──────── EXCERPTED DATA ────────
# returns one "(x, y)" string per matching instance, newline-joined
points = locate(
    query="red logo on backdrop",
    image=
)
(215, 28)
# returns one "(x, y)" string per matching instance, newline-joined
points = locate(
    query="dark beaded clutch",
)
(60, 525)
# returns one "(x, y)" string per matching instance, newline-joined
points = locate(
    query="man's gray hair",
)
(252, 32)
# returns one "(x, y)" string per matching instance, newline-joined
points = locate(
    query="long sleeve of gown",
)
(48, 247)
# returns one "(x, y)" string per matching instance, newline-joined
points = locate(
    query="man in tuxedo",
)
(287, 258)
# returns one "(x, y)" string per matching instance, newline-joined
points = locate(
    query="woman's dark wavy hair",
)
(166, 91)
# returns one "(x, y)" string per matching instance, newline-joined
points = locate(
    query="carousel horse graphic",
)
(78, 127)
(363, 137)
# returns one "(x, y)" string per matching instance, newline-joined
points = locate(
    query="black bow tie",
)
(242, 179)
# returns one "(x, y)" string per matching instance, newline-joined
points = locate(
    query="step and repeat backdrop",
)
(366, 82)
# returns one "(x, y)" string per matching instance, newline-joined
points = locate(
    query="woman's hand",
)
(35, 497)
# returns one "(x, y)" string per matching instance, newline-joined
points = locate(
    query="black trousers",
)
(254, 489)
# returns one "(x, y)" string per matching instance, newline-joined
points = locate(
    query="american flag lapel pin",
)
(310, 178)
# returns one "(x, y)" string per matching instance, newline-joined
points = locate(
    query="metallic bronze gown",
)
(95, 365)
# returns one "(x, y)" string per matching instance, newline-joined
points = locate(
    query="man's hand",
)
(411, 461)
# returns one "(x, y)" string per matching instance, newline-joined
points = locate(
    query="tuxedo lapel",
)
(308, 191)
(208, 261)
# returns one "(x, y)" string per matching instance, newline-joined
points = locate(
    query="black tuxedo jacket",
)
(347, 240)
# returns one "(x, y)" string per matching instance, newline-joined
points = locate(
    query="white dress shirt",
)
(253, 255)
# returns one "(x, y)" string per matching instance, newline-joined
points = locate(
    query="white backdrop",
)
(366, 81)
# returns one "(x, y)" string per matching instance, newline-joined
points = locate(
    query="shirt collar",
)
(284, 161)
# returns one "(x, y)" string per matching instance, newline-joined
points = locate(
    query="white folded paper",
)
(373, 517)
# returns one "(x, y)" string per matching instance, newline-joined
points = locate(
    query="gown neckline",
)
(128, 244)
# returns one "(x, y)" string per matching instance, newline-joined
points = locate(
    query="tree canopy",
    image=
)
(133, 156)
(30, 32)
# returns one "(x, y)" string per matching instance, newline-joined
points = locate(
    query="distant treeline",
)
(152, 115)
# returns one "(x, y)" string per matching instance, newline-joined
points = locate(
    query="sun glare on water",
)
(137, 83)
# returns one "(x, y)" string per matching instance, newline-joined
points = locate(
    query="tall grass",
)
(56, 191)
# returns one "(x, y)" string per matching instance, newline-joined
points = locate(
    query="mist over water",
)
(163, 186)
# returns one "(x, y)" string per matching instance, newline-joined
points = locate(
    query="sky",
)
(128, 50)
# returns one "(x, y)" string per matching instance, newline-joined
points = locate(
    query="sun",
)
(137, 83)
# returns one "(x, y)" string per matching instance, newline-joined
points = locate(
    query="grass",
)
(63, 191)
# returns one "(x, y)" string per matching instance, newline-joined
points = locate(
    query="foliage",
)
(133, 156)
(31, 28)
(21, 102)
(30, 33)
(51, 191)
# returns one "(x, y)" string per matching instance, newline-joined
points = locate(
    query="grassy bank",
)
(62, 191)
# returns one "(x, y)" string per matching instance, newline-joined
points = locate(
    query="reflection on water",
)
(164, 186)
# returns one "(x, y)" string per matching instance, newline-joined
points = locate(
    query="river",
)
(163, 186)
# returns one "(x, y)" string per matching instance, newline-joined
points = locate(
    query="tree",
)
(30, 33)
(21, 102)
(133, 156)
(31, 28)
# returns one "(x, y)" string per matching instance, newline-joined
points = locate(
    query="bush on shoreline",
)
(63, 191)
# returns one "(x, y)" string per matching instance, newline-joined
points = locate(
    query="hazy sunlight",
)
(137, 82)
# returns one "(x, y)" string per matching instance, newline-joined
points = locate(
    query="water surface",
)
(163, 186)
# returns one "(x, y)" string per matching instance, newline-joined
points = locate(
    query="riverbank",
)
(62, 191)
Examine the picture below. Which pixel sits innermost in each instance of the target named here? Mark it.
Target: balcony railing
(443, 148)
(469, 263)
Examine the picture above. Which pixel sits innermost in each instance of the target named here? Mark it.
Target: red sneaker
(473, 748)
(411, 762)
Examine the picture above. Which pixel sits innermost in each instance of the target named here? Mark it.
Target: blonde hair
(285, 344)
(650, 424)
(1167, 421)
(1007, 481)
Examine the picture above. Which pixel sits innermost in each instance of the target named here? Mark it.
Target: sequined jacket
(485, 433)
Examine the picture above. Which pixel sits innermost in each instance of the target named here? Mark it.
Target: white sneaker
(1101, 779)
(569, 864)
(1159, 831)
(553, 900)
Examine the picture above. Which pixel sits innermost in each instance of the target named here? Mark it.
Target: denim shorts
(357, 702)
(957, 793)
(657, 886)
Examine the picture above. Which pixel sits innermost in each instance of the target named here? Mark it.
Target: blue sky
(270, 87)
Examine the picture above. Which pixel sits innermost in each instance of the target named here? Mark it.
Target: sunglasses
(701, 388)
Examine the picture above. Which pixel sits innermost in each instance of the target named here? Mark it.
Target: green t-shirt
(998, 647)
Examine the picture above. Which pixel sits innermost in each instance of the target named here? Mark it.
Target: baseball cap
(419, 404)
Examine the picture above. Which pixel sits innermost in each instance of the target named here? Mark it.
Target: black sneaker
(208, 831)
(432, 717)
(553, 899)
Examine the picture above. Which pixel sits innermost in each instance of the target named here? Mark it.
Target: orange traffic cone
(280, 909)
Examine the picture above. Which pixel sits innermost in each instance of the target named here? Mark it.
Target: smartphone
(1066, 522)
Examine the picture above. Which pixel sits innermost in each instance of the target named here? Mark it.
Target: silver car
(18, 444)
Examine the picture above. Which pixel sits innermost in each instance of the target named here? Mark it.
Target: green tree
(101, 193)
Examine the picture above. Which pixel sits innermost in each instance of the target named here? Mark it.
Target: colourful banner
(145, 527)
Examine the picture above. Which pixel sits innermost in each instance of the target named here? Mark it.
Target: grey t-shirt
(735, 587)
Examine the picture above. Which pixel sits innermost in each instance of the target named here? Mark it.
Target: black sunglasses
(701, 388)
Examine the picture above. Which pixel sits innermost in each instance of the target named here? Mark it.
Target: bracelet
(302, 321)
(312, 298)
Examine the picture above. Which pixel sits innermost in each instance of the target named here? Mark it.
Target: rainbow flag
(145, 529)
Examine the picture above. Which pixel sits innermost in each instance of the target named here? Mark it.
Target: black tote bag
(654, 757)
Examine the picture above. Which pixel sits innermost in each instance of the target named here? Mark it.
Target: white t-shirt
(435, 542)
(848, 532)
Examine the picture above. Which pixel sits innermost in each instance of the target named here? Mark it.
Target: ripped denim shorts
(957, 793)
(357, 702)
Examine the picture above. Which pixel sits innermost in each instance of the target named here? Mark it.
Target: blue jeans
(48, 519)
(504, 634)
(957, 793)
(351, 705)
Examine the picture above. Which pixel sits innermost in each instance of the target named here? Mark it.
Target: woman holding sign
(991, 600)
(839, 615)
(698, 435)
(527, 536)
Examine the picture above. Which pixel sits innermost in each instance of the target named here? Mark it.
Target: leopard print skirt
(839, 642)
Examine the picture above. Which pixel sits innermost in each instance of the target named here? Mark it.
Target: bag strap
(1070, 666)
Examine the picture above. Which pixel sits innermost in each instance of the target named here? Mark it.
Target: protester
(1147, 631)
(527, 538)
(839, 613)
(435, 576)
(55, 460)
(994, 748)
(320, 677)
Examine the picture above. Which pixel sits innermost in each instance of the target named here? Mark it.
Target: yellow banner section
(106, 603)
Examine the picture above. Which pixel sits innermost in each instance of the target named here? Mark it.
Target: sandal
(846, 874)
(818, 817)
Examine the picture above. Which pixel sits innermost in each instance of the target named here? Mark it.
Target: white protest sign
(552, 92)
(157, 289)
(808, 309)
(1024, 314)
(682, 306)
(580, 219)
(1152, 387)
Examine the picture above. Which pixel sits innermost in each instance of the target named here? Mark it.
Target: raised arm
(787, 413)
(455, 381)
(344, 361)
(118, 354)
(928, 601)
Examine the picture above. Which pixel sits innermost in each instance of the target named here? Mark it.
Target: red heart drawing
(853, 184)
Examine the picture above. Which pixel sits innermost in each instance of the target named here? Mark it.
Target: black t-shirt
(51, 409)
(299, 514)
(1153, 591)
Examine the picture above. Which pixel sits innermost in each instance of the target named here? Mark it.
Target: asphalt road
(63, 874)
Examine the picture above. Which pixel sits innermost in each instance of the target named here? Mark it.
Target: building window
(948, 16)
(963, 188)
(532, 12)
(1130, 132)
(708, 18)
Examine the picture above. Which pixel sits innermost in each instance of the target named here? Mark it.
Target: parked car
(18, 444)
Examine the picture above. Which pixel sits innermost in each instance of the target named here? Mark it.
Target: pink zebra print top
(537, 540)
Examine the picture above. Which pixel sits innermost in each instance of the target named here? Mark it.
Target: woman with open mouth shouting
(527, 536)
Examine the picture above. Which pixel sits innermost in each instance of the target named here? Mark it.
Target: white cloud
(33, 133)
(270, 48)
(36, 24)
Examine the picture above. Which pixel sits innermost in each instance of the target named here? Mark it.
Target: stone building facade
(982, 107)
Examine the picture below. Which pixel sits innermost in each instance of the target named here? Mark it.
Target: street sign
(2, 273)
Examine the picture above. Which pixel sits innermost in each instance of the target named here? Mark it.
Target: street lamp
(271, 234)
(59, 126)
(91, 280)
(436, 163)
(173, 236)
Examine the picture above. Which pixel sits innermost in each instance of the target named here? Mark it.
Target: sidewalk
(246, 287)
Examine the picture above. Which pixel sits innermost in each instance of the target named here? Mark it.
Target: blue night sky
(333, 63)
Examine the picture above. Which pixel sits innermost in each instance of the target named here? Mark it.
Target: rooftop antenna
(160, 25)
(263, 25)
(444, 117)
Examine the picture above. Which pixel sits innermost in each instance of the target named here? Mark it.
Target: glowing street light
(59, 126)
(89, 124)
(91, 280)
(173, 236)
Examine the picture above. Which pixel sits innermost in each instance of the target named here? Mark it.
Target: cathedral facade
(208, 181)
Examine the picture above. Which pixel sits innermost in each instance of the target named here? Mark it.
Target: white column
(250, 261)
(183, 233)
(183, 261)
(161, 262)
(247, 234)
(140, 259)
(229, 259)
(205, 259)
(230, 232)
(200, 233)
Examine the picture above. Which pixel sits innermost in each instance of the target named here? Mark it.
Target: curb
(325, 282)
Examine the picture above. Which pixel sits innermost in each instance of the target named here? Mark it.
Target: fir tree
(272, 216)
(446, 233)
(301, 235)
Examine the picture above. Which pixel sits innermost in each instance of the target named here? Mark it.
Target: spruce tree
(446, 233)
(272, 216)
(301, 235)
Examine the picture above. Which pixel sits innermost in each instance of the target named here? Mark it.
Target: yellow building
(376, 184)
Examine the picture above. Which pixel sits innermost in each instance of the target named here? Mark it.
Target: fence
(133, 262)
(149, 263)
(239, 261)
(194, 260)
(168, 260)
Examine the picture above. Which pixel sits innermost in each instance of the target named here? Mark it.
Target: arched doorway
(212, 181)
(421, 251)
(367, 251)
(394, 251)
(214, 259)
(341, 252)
────────
● **DIRECTIONS FOR THIS TASK**
Pull every line containing the word "lapel" out of the entries above.

● **RESULT**
    query="american flag lapel pin",
    query="tuxedo lapel",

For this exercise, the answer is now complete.